Set down the records once more, please, exactly and with the pictures left out.
── Dataset records
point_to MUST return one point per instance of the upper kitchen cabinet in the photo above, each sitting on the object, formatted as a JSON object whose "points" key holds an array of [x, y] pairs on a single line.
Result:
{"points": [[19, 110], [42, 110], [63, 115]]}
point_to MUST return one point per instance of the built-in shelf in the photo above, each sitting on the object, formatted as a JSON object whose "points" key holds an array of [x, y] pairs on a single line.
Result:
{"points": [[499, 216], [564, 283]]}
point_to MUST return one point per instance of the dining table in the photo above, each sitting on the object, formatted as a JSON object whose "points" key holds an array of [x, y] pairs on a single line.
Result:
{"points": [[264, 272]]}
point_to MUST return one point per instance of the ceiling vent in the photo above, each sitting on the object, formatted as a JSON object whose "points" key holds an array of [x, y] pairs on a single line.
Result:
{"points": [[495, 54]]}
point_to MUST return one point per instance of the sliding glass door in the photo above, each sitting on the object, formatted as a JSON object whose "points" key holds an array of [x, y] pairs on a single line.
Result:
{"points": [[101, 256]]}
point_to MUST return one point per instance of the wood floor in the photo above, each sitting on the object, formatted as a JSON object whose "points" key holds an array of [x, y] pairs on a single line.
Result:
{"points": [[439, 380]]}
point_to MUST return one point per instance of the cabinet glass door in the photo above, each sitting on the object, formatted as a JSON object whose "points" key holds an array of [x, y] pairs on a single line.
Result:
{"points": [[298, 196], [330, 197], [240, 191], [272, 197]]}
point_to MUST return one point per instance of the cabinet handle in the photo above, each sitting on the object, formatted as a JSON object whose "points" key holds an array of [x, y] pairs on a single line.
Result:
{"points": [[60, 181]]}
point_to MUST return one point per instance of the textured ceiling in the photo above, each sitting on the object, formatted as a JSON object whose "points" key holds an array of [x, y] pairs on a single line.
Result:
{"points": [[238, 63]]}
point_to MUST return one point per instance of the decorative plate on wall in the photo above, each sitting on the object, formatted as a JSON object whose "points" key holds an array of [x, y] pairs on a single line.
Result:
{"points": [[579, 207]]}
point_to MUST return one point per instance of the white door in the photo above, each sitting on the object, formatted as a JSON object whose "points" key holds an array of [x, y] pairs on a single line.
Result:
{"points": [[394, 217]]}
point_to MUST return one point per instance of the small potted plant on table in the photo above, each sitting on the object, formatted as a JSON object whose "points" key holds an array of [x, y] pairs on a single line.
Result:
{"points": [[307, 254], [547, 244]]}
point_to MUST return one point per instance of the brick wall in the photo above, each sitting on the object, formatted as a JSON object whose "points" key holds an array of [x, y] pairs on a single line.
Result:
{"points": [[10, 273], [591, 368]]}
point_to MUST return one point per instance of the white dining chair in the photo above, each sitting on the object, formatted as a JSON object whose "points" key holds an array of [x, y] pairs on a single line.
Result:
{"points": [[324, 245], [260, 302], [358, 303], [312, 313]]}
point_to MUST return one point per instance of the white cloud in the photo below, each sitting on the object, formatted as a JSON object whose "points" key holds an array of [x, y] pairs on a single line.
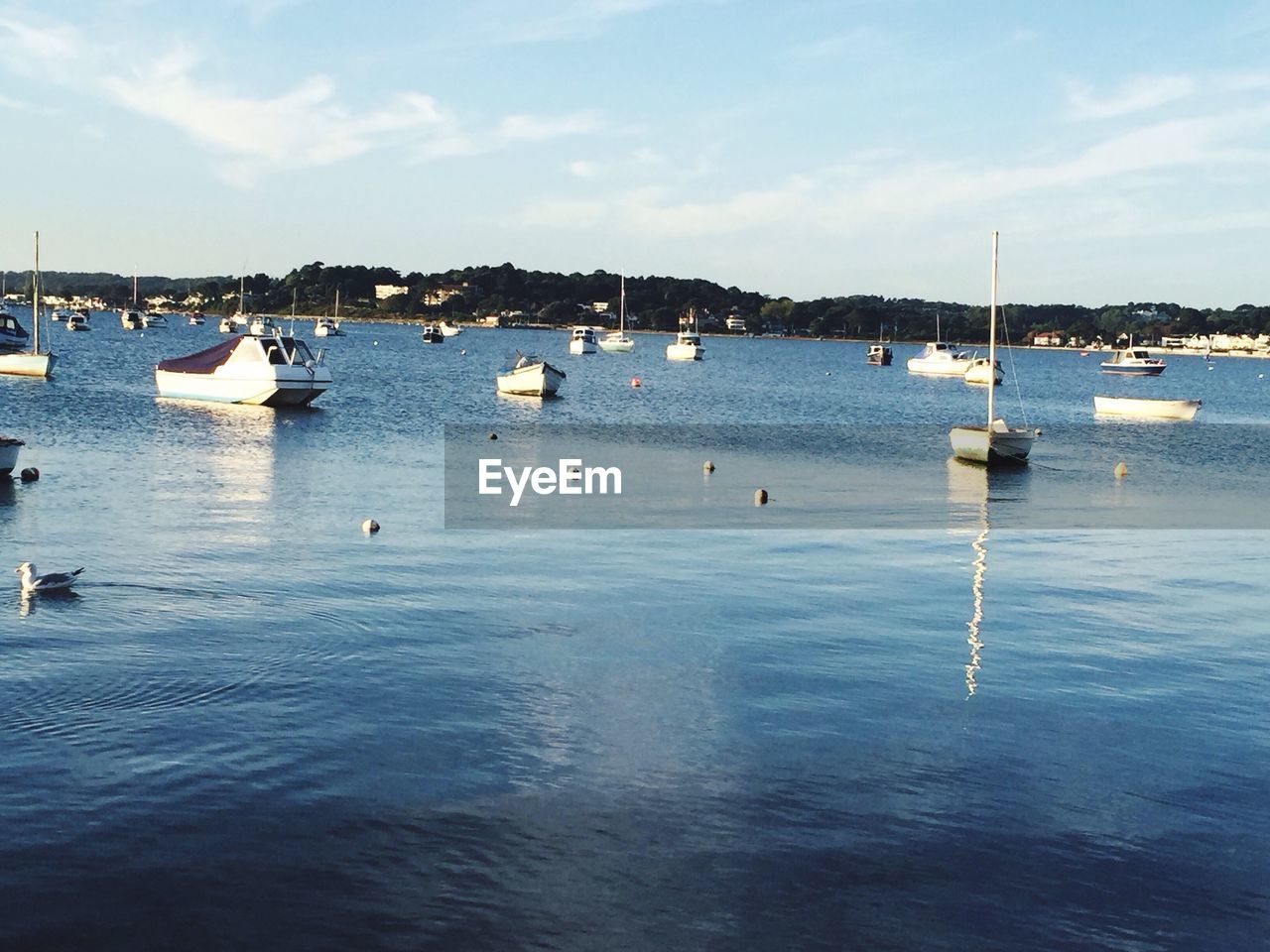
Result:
{"points": [[250, 136], [1138, 94]]}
────
▸ **Written answer**
point_to MUST return one point per instance of the upper kitchen cabinet in the photo above, each sitting on the object, formatted as a JSON object whose "points" key holds an array of [x, y] pairs on a single line.
Result:
{"points": [[19, 110], [42, 110], [63, 115]]}
point_to MUST return one point per instance of the built-in shelf in the photo above, each sitting on the object, formatted as a JSON object whose "points" key holds an array of [x, y] pairs on a single line.
Result:
{"points": [[499, 216], [564, 283]]}
point_to MUST return one point per instance of the dining table in the photo above, each sitting on the object, formatted as a JSON object whose "points" key holds an array of [x, y] pairs on a single line.
Result:
{"points": [[264, 272]]}
point_to MUST return one point per instance of the ceiling vent in the photo above, each sitting on the object, formatted as a JSON object whose "points" key holds an array of [x, y] pairs on a single line.
Result:
{"points": [[495, 54]]}
point_to MUST return one point per instance of the sliding glass door in the photo above, each sitting on the object, formatted as a JSON object whose "points" key holds an array of [x, y] pairs on a single line.
Result:
{"points": [[101, 256]]}
point_to MUST return one point per instance of the wood floor in the photo above, each sitting on the object, formatted as a JSON object whose "points" key holds an array of [x, y] pairs on a single line.
Result:
{"points": [[439, 380]]}
point_to MUST return one point per instance of the cabinet glass door in the photo above, each sitting on the object, formatted as a JSON object whose "points" key holds an array of [x, y] pairs on a single line.
Result:
{"points": [[298, 196], [330, 197], [240, 191], [272, 197]]}
point_to MUST return one point per instance of the cabinet handle in the photo above, each sitting on the object, formatted as a JSON object whose "points" key holds an array of [x, y] pairs on a single line.
Result:
{"points": [[60, 181]]}
point_to MUST return one point per instance of the textured ceiling in the photo above, each sitting on the object, formatted as a JSON object whose "points" key holds an array of [x, y] pairs on a single line.
Result:
{"points": [[238, 63]]}
point_to MUST return one point per instance of the decorative plate on wall in the photo above, each sitting on the object, formatted as a JSON object whose "points" key holds an array of [x, y] pairs on a single line.
Result:
{"points": [[579, 207]]}
point_to MUST return one point per instance of the white door in the photo above, each sitting on the object, formatted as a JSON object whose "points" key holds an array of [x, y] pairs on a single line.
Result:
{"points": [[394, 217]]}
point_to MUST return one point per instance of the small potted plant on table in the photo above, each sitting on the object, formatted as a JSON object whose "points" key holds an array of [x, y] pairs on a single line.
Result:
{"points": [[307, 254], [547, 244]]}
point_to MUST return one point per instance of the brick wall in the photo above, each sitting on the object, formatted as a JSON object whose "points" key holds an array of [x, y] pairs on a single line.
Result:
{"points": [[10, 273], [591, 368]]}
point_to MUST return one point per instance of the white dining chair in the photo above, each sitting on the object, formatted as a JSON object whose "points" key holds an array of [x, y] pairs on a single line.
Result:
{"points": [[324, 245], [260, 302], [358, 303], [312, 313]]}
point_to MUST return one point per instance of the white cloud in the photo below, each sitting on the object, formatted as a JSON object whose "points" key holds an array of [x, y] pairs on a single line.
Result:
{"points": [[250, 136], [1138, 94]]}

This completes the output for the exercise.